◆ Objetivo A ◆
Reproduza palavra por palavra tudo o que vai da linha dos registros abaixo que contém "Practice step: find every instance of the stone staircase", inclusive, até o fim dos registros.

◆ Página ◆
O levantamento toma por base apenas os valores iniciais dos vencimentos das duas carreiras, respectivamente, R$ 7.591,37 (nível médio) e R$ 12.455,30 (nível superior). O gasto inclui pensionistas e aposentados. A diferença entre as categorias é de 64%, o equivalente a R$ 4.863,93.
O PL é de autoria do Tribunal de Justiça do Distrito Federal e Territórios (TJDFT), cujo texto original tem o apoio da entidade por ampliar o quadro de analistas na instituição. Serão usados 4 cargos de auxiliar judiciário e 192 cargos de técnico judiciário para a criação de 118 cargos da carreira de analista judiciário, todos do quadro permanente da Corte. Mas,a relatora da matéria, deputada Celina Leão (PP-DF),aprovou a emenda de Érika Kokay, desvirtuando a proposta.
Para o advogado Bruno Borges, da assessoria jurídica da entidade, é óbvio que, se o PL virar lei, o técnico entrará com ação judicial de indenização por desvio de função, quando faz atividade de analista e se reconhece a escolaridade dele como de analista.
A indenização para quem ocupa cargo mais elevado por desvio de função está prevista na Súmula 378 do Superior Tribunal de Justiça (STJ): “O servidor público que desempenha funções alheias ao cargo para o qual foi originariamente provido, em virtude de desvio funcional, faz jus ao pagamento das diferenças salariais correspondente a esse período, sob pena de locupletamento indevido por parte da Administração”.
“Isso é motivo para milhares de ações contra a União por desvio de função, e o próprio Legislativo reconheceu”, afirma o advogado. “E aí para onde vai o Judiciário? Qual o impacto orçamentário? Isso vai resultar em todo o ressarcimento quinquenal, fora as gratificações e outros benefícios. Não dá pra pagar essa conta”.

Trechos de conjunto de dados sobre apontar objetos:
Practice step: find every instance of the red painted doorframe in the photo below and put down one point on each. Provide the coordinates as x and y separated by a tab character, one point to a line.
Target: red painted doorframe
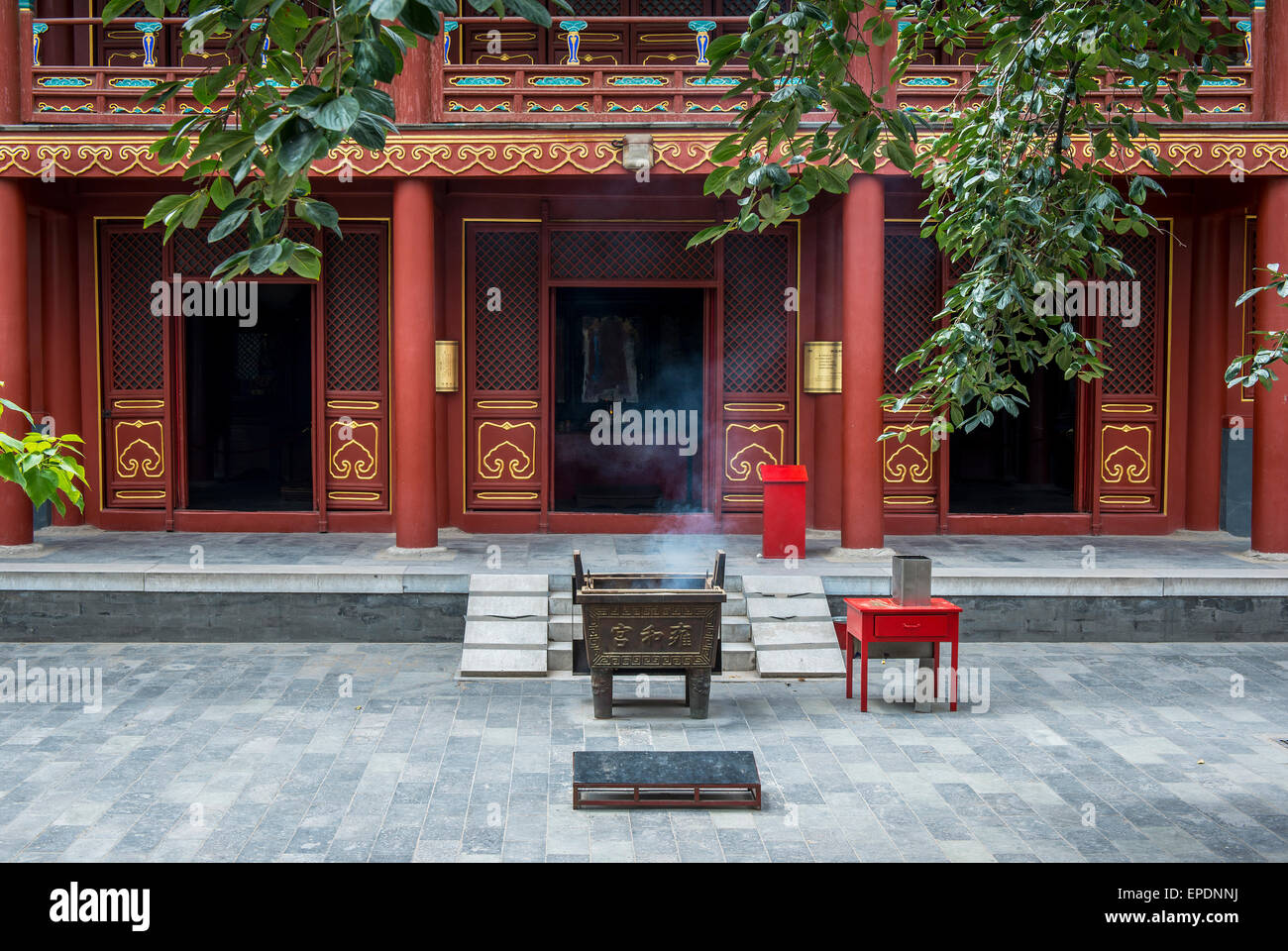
590	522
220	519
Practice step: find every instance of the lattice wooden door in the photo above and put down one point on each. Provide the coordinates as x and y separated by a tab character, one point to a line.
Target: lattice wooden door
758	407
1129	442
137	412
502	357
356	399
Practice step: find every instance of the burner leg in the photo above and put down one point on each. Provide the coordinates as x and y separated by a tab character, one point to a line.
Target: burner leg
601	688
698	687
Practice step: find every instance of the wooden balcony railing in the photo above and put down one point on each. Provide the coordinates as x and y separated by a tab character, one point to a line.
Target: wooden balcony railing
621	68
597	68
939	85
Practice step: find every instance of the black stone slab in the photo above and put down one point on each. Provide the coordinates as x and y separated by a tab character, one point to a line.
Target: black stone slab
679	767
671	780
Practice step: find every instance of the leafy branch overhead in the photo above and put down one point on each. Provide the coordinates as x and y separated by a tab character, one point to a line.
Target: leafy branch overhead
1013	200
300	80
1258	367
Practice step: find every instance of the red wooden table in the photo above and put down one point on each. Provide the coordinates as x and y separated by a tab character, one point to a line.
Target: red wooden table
870	620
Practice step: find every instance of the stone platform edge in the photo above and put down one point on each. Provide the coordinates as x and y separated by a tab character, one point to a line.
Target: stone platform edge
416	579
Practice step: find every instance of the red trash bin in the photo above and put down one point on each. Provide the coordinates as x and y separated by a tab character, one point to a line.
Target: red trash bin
785	510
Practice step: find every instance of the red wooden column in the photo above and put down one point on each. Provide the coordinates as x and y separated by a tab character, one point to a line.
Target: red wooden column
59	320
1270	423
862	360
11	56
415	497
1210	290
1271	62
14	356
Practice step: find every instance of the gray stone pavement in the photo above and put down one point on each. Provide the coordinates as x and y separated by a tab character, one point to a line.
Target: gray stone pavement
360	562
254	753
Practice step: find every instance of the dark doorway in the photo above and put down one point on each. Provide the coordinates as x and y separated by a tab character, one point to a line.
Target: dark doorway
627	399
1022	464
249	415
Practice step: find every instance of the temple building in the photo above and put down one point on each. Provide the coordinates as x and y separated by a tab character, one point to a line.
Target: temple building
511	335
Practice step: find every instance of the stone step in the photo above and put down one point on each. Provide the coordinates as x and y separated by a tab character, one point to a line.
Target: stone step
563	626
811	661
505	635
789	608
509	583
488	663
735	656
559	655
781	585
734	629
782	635
511	606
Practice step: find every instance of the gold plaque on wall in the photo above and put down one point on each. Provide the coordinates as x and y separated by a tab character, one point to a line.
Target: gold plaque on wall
822	368
446	363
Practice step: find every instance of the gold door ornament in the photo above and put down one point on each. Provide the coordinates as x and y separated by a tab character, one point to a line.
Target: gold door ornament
353	449
510	450
1126	453
759	444
141	449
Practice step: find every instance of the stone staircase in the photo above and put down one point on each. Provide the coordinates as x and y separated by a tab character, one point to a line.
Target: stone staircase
778	625
737	652
505	626
791	626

◆ Objetivo B ◆
Indique se cada afirmação a seguir está de acordo com a página, respondendo sim ou não e citando literalmente as palavras da página que decidem a questão: (i) O projeto de lei é de autoria do TJDFT. (ii) A diferença entre os vencimentos iniciais das duas carreiras é de 50%. (iii) A relatora rejeitou a emenda de Érika Kokay.

◆ Resposta esperada A ◆
Practice step: find every instance of the stone staircase in the photo above and put down one point on each. Provide the coordinates as x and y separated by a tab character, one point to a line.
Target: stone staircase
778	625
737	652
505	626
791	626

◆ Resposta esperada B ◆
(i) Sim: "O PL é de autoria do Tribunal de Justiça do Distrito Federal e Territórios (TJDFT)".
(ii) Não: "A diferença entre as categorias é de 64%, o equivalente a R$ 4.863,93".
(iii) Não: "aprovou a emenda de Érika Kokay".